Problems:
1) Write out the trucking market text word for word, everything from "Across modes, the" down to "over week decline.".
2) In the trucking market text, turn the paragraph that begins "Across modes, the spot market" into a short bulleted list that keeps its main facts.
3) Supply the next part of the trucking market text, picking up right after its last sentence.

Page:
(begin)

There are also real economy demand signals that matter disproportionately for flatbed. Global steel output trends are mixed overall, but the World Steel Association estimates the United States produced 7.1 million tonnes of crude steel in January 2026, up 3.3% year over year. On a weekly basis, reporting on American Iron and Steel Institute figures shows US raw steel production year to date through 28 February 2026 running 5.0% above the same period last year. This matters because even modest improvements in heavy industry tend to amplify flatbed’s sensitivity to capacity. Steel, metals, machinery, and project freight do not flex into vans easily.

Dry van and reefer are strong year over year, but with more noise

Across modes, the spot market remains heavily shaped by winter disruption patterns and the after-effects of those disruptions. In the week ending 7 February, FTR and Truckstop data showed dry van and refrigerated spot rates easing from a prior weather-induced surge, but still very strong versus the same week in 2025. Dry van spot rates were nearly 19% higher year over year, and refrigerated rates about 25% higher year over year despite a week over week decline.

Reefer in particular can look contradictory week to week because winter conditions can temporarily shift demand across equipment types. In its February 2026 market update, C.H. Robinson notes that prolonged, widespread cold weather can force freight that would typically move in dry vans, for example beverages, into temperature-controlled equipment to prevent freezing. This layers incremental demand onto an already constrained refrigerated fleet and increases volatility. This helps explain why you can see softer weekly reefer pricing alongside an overall narrative of tightening capacity. The market is not moving as a single national curve; it is rotating by region, weather, and which shippers can flex mode and timing.

(end)

Dataset excerpt:
(begin)

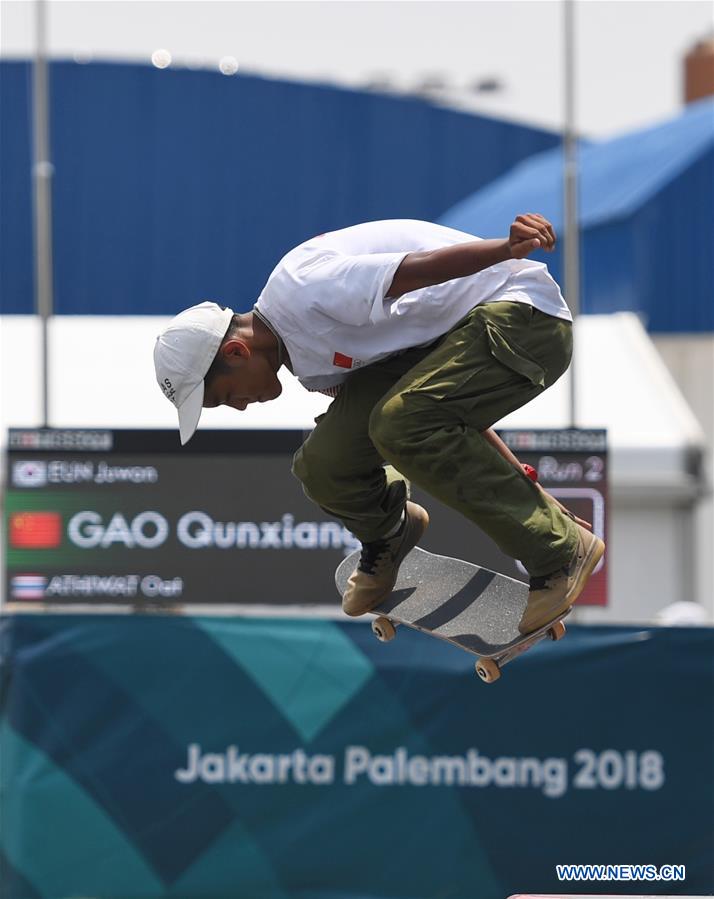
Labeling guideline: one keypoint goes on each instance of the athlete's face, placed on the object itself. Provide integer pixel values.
(251, 379)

(end)

Answers to each task:
1)
Across modes, the spot market remains heavily shaped by winter disruption patterns and the after-effects of those disruptions. In the week ending 7 February, FTR and Truckstop data showed dry van and refrigerated spot rates easing from a prior weather-induced surge, but still very strong versus the same week in 2025. Dry van spot rates were nearly 19% higher year over year, and refrigerated rates about 25% higher year over year despite a week over week decline.

2)
- Winter disruptions and their after-effects still heavily shape the spot market across modes.
- For the week ending 7 February, FTR and Truckstop data showed dry van and refrigerated spot rates easing from an earlier weather-induced surge.
- Rates were still very strong compared with the same week in 2025.
- Dry van spot rates were nearly 19% higher year over year.
- Refrigerated rates were about 25% higher year over year despite a week-over-week decline.

3)
Routing guides and tender friction are the operational tell

The most important practical question for shippers is not whether the market is up or down, but whether planned capacity is still behaving like planned capacity. The LMI report highlights that transportation capacity tightening is especially driven by larger firms, with large respondents (1,000+ employees) reporting a 32.6 reading, its fastest rate of contraction in five years. When large networks feel tightness first, it often shows up as more exceptions: deeper waterfalls, higher rejection sensitivity on underpriced lanes, and more exposure to spot coverage. Supporting that, C.H. Robinson’s contract environment metrics show route guide depth across all North America shipments at 1.35 in January 2026, higher than the prior month, with long hauls (600+ miles) at 1.54, worse than both December 2025 (1.50) and January 2025 (1.37).

Conceptually, this aligns with DAT’s guidance on tender behavior: rising rejections tend to precede rate pressure, and weak routing guides are often an early sign that a market shift is about to become a service problem, not just a budget line item.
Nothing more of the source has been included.